Tasks and exercises:
1: Retype the stretch of the Laos travel piece from "In the heart" through "for good luck.".
2: Answer these questions from the Laos travel piece.
(a) How many places does the piece promise to present?
(b) In what year was Luang Prabang added to the UNESCO World Heritage List?
(c) How far from the city, and in which direction, is Kuang Si Falls?

::: Selected extract :::

There is more than history and culture to see in the dynamic and enthralling country of Laos. As the only landlocked area in Southeast Asia, Laos is blessed with incredible views and diverse terrains, and the tropical climate creates the perfect setting in which to enjoy mountain, cave and water adventures all year round. These 10 stunning places are guaranteed to make you want to start your own travelling escapade in Laos.
In the heart of northern Laos lies Luang Prabang, a picturesque town added to the UNESCO World Heritage List in 1995 for its unique architecture. Sitting in the center of its old town is the emblem of Luang Prabang, Mount Phousi, a towering natural structure which is over 100 meters high. The climb uphill here can be exhausting, but it will reward with unforgettable views. Overlooking the city, the mountain is an excellent spot for watching spectacular sunrises and sunsets over the Mekong River. At the top of the mountain, as well as at the base and along the way uphill, there are several original and breathtaking temples where you can make offerings and pray for good luck.
The beauty of Luang Ptabang is not limited to Mount Phousi; Kuang Si Falls is another exceptional gift of nature given to the region. The waterfall is located 29 kilometers south of the city, and is the largest waterfall in the province, with the highest drop reaching 50 meters. Given the tropical weather of Laos, diving into the streams and swimming excitedly in the cool, aqua water here are very popular activities to partake in at Kuang Si Falls.

::: Dataset rows :::

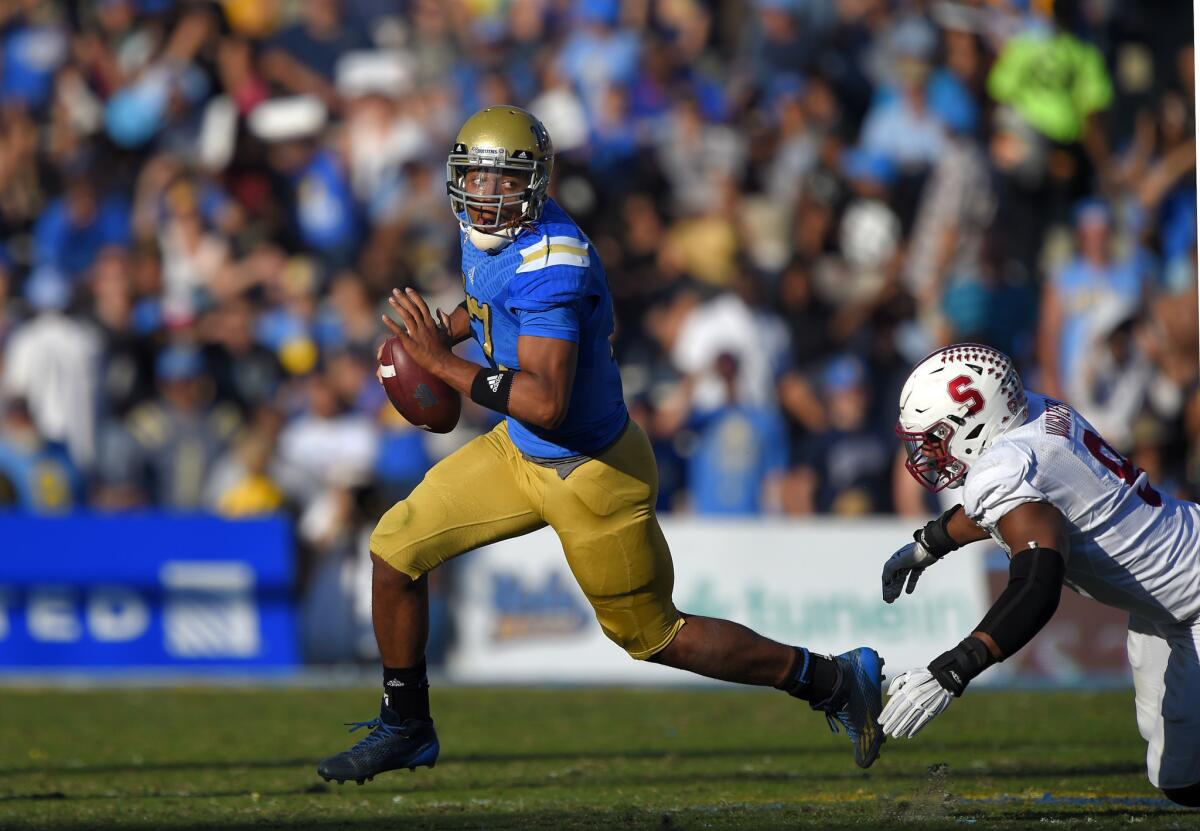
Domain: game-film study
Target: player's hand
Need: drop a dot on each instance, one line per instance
(425, 339)
(905, 565)
(915, 699)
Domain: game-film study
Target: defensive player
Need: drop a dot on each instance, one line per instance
(1069, 510)
(567, 455)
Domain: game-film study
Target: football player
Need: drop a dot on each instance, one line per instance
(568, 455)
(1068, 509)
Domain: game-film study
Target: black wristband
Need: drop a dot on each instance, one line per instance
(936, 538)
(491, 388)
(955, 668)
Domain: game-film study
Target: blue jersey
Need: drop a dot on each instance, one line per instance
(549, 282)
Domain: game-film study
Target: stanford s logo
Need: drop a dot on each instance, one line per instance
(961, 392)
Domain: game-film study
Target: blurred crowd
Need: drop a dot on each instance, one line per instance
(203, 207)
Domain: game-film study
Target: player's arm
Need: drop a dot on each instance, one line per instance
(538, 394)
(1036, 534)
(939, 537)
(456, 323)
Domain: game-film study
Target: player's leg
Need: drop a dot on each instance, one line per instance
(1179, 769)
(466, 501)
(604, 514)
(1161, 679)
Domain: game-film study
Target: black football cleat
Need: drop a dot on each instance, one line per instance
(856, 703)
(391, 743)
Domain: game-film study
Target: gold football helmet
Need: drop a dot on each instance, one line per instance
(498, 171)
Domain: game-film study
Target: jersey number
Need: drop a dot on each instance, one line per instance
(1121, 466)
(961, 392)
(484, 315)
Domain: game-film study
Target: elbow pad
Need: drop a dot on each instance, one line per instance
(936, 538)
(1029, 602)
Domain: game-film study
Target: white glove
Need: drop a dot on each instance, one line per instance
(906, 563)
(915, 698)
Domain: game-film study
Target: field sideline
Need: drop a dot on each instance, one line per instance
(568, 759)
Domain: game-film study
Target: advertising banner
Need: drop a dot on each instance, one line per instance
(197, 593)
(520, 616)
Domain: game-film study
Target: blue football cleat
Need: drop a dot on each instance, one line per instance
(857, 701)
(390, 745)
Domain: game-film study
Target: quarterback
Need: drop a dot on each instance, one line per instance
(1069, 510)
(568, 455)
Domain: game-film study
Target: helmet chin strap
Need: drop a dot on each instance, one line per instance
(490, 240)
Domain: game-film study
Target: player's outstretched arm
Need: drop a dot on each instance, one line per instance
(1036, 534)
(939, 537)
(538, 394)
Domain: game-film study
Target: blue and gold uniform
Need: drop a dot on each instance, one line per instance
(593, 478)
(550, 284)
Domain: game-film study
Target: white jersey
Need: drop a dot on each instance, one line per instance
(1131, 546)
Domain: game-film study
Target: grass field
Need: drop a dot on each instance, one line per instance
(569, 759)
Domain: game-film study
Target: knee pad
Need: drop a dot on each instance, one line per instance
(640, 640)
(1188, 796)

:::

Task answers:
1:
In the heart of northern Laos lies Luang Prabang, a picturesque town added to the UNESCO World Heritage List in 1995 for its unique architecture. Sitting in the center of its old town is the emblem of Luang Prabang, Mount Phousi, a towering natural structure which is over 100 meters high. The climb uphill here can be exhausting, but it will reward with unforgettable views. Overlooking the city, the mountain is an excellent spot for watching spectacular sunrises and sunsets over the Mekong River. At the top of the mountain, as well as at the base and along the way uphill, there are several original and breathtaking temples where you can make offerings and pray for good luck.

2:
(a) 10
(b) 1995
(c) 29 kilometers south